REQUEST => Reproduce every line of the records, changing each occurrence of "foliage" to "vegetation" and leaving everything else unchanged. Omit the pictures from your answer.

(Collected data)
────────────────────
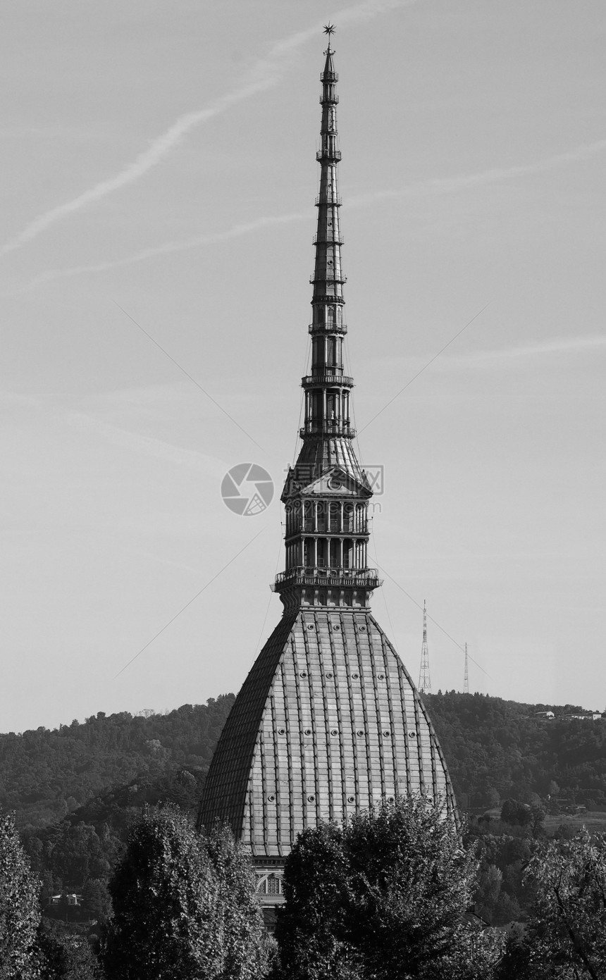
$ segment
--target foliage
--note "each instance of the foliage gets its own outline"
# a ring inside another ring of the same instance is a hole
[[[557,796],[561,806],[606,806],[606,718],[568,720],[581,710],[455,691],[423,700],[464,809],[507,798],[530,804],[533,794]],[[535,715],[546,709],[556,716]]]
[[[0,810],[0,980],[33,980],[39,975],[34,961],[38,885],[14,814]]]
[[[525,878],[535,889],[527,929],[534,978],[606,977],[606,835],[581,830],[572,841],[536,850]],[[541,973],[549,964],[550,972]]]
[[[0,735],[0,805],[17,811],[21,828],[38,828],[115,786],[205,773],[233,701],[223,695],[167,714],[99,711],[53,731]]]
[[[263,927],[245,858],[225,830],[196,834],[174,805],[147,808],[110,884],[113,980],[252,980]]]
[[[466,916],[476,869],[453,822],[422,798],[306,830],[286,861],[276,975],[486,977],[498,950]]]
[[[81,936],[41,928],[38,949],[44,980],[102,980],[99,961]]]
────────────────────
ANSWER BELOW =>
$ segment
--target vegetation
--note "each instance of the vegetation gets its own outline"
# a ring inside another ring of the same instance is a hole
[[[557,796],[561,806],[606,806],[606,718],[568,720],[581,710],[455,691],[423,700],[464,809],[507,798],[530,804],[533,794]],[[535,715],[546,709],[556,716]]]
[[[0,810],[0,980],[33,980],[39,975],[34,961],[38,885],[14,814]]]
[[[525,878],[535,889],[527,929],[534,978],[606,977],[606,835],[581,830],[572,841],[536,850]],[[541,973],[549,964],[550,972]]]
[[[0,735],[0,805],[17,811],[21,828],[38,828],[115,786],[205,773],[233,701],[223,695],[167,714],[99,711],[53,731]]]
[[[263,927],[245,858],[225,830],[196,834],[174,805],[147,808],[110,884],[113,980],[252,980]]]
[[[466,916],[476,869],[453,822],[422,798],[306,830],[286,861],[276,975],[486,977],[498,950]]]
[[[81,936],[41,928],[38,949],[44,980],[102,980],[99,961]]]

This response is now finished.